Material for this exercise START
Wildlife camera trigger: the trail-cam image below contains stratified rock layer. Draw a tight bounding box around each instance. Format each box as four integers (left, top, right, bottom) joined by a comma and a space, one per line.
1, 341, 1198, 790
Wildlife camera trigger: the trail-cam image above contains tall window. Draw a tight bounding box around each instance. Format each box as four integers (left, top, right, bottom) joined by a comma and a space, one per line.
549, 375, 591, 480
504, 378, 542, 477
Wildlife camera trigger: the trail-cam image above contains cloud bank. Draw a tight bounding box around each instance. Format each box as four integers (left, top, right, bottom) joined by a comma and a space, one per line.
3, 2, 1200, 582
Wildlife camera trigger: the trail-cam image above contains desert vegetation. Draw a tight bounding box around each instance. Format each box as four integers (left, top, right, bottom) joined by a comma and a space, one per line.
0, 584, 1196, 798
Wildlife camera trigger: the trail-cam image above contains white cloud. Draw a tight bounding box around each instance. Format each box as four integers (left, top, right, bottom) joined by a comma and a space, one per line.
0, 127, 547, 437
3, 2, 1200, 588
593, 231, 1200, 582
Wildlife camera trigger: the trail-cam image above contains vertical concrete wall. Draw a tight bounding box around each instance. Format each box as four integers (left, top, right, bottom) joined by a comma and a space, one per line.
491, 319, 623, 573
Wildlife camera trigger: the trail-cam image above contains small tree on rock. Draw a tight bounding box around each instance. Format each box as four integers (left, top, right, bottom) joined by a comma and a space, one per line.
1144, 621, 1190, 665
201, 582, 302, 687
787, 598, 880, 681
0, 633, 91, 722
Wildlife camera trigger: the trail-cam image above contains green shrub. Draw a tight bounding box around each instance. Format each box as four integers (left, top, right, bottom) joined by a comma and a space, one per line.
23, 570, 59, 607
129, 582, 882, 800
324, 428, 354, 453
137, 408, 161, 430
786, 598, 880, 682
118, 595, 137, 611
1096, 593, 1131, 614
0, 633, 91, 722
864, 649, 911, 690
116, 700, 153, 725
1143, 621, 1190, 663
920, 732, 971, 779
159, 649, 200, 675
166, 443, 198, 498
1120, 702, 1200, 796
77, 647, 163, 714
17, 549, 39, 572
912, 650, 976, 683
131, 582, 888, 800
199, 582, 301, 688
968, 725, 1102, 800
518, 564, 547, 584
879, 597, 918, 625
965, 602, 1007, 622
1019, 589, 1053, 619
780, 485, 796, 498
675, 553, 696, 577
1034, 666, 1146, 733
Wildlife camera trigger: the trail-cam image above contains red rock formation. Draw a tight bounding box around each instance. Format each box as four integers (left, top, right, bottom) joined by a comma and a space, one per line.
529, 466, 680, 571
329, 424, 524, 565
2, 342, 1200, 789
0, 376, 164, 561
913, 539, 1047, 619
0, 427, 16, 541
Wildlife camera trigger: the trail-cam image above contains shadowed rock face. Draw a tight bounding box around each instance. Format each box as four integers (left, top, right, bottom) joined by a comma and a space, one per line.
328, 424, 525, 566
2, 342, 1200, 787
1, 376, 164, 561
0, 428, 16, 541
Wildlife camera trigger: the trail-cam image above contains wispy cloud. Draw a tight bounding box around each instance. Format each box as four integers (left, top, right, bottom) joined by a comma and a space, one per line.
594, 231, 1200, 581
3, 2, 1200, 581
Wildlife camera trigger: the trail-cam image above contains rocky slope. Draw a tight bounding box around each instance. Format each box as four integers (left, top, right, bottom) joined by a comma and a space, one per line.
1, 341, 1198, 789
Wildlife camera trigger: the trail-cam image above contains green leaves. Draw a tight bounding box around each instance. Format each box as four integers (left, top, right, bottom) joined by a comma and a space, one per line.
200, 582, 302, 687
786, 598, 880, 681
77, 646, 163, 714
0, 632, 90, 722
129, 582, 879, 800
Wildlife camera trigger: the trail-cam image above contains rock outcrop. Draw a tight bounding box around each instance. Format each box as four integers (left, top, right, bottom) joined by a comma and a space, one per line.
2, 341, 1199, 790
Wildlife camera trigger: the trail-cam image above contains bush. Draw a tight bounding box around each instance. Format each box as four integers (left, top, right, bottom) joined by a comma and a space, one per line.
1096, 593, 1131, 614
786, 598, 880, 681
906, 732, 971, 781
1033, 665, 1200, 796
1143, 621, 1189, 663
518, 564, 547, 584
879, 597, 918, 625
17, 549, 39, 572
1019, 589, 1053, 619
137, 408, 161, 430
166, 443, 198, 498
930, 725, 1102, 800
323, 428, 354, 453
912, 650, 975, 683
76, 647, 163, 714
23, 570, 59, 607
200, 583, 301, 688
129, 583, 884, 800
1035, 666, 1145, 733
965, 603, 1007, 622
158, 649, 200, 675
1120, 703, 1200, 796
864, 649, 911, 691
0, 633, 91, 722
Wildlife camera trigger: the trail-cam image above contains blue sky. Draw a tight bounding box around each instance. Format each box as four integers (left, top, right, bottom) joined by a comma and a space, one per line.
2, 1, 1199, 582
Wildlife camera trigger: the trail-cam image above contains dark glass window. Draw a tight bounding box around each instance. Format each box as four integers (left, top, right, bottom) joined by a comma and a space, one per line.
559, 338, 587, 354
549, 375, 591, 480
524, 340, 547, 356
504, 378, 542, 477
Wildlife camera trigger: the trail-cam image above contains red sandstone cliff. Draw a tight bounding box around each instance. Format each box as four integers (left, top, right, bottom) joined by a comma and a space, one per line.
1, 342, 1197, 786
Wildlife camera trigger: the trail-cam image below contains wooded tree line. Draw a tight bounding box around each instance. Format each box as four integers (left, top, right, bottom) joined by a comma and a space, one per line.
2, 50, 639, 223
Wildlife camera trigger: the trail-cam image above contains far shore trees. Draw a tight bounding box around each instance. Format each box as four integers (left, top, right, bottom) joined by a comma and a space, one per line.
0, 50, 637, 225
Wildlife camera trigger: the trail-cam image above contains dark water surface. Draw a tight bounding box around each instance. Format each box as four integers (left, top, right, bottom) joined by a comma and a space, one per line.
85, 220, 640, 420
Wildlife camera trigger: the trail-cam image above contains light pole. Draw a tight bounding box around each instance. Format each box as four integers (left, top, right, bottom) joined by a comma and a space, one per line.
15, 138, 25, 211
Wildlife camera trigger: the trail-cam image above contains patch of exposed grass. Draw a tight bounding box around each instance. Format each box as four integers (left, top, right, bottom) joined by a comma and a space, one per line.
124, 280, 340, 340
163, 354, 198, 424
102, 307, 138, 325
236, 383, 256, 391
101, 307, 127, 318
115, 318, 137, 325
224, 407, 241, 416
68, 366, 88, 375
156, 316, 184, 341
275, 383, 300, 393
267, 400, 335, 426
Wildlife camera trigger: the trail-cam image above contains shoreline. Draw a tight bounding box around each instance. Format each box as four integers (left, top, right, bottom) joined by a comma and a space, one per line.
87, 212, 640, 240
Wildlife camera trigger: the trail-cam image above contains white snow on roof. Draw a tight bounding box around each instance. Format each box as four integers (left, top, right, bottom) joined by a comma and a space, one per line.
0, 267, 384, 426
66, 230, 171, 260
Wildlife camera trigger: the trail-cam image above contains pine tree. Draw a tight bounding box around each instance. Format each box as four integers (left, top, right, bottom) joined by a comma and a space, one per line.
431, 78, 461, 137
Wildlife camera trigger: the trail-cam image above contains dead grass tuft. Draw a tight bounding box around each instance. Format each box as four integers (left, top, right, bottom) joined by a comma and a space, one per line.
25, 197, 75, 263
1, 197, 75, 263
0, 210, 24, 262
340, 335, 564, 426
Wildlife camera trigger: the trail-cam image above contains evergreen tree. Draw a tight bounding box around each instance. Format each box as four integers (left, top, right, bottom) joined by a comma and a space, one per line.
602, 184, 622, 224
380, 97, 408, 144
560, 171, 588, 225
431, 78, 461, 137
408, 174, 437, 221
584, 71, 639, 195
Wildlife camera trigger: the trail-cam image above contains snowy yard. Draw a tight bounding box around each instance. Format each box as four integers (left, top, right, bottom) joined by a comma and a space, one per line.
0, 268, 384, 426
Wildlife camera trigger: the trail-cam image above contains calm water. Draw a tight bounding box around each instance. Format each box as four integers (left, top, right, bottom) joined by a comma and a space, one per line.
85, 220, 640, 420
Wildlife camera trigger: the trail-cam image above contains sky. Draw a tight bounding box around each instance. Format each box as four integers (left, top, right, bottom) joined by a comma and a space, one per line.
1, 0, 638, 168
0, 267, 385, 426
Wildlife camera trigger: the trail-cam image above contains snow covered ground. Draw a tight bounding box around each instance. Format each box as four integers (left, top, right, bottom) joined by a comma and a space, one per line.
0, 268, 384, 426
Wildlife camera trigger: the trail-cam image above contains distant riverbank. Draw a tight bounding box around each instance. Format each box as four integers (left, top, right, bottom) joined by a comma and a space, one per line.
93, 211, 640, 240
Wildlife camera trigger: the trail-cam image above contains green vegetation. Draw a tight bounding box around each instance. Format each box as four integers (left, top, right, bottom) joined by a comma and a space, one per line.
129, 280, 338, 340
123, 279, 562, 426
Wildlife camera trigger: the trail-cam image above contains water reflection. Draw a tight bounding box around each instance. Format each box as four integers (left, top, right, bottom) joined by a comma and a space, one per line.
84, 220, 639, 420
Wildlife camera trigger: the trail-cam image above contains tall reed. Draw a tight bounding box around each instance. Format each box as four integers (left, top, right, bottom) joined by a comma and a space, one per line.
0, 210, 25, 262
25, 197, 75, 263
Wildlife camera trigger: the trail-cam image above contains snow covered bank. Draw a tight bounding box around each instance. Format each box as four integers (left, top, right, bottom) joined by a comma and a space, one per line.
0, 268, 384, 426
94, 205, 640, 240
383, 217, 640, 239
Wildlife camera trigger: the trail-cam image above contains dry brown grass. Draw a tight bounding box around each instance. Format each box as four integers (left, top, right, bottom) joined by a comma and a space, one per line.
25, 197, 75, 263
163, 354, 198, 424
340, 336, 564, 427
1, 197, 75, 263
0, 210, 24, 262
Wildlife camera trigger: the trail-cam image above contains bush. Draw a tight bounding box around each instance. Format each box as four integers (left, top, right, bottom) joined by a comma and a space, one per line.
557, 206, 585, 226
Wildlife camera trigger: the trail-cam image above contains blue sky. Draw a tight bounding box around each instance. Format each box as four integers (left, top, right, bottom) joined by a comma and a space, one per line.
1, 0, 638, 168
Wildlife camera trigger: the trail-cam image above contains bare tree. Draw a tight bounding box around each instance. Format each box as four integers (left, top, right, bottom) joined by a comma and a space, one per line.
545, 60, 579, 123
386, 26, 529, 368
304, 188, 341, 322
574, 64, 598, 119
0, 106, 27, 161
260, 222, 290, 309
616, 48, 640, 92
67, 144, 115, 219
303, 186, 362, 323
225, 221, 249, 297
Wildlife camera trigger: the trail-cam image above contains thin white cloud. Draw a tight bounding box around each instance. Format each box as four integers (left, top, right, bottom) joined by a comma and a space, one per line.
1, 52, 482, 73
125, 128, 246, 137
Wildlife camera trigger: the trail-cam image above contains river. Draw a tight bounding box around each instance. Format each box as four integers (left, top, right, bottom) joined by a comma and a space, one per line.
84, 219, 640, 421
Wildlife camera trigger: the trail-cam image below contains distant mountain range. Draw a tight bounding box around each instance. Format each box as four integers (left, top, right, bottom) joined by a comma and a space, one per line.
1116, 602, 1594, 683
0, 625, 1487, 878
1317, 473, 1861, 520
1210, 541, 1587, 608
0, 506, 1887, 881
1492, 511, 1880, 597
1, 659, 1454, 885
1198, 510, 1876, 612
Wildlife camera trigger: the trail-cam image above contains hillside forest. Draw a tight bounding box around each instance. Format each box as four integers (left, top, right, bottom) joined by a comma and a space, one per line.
Material for this exercise END
> _Task statement_
Set down exactly the line that holds "Wildlife camera trigger: the trail-cam image above contains bare" and all lines after it to the end of the data.

> _Result of the exercise_
Wildlife camera trigger: the trail-cam image above contains bare tree. Draw a tight bounding box around each instance. Format each box as four integers (left, top, right, bottom) joined by a comma and a space, one per line.
545, 60, 579, 123
386, 26, 529, 368
304, 188, 341, 322
574, 64, 598, 119
0, 106, 27, 161
260, 222, 290, 309
616, 48, 640, 92
67, 144, 115, 219
303, 186, 362, 323
225, 221, 249, 297
Wildlife camera trigger: the trail-cam image above contains thin white cloud. Draw a tight bounding box around each instance. Format each box as four integers (left, top, right, bottom) joined by a comma and a space, one per line.
1, 52, 482, 73
125, 128, 246, 137
Wildlife camera trigger: the trail-cam image above contains river. Draw a tight bounding box around each instance. Format each box as four integers (left, top, right, bottom) joined by a comma and a space, one per line.
84, 219, 640, 421
Wildlife camera trigger: the trail-cam image below contains distant mountain range. Draw a tight bounding box around each instance. Format each box as four integers (left, top, right, bottom) joined by a comma and a space, one per line.
1116, 602, 1594, 683
0, 625, 1487, 878
1317, 473, 1861, 520
1210, 541, 1587, 608
0, 506, 1887, 881
1492, 511, 1880, 597
1, 659, 1454, 885
1198, 510, 1876, 612
Wildlife camera trigger: the trail-cam image above contains hillside forest. Draw a tight bounding box around each instance. Format each box as four integers (left, top, right, bottom) joined by a comma and a space, one per line.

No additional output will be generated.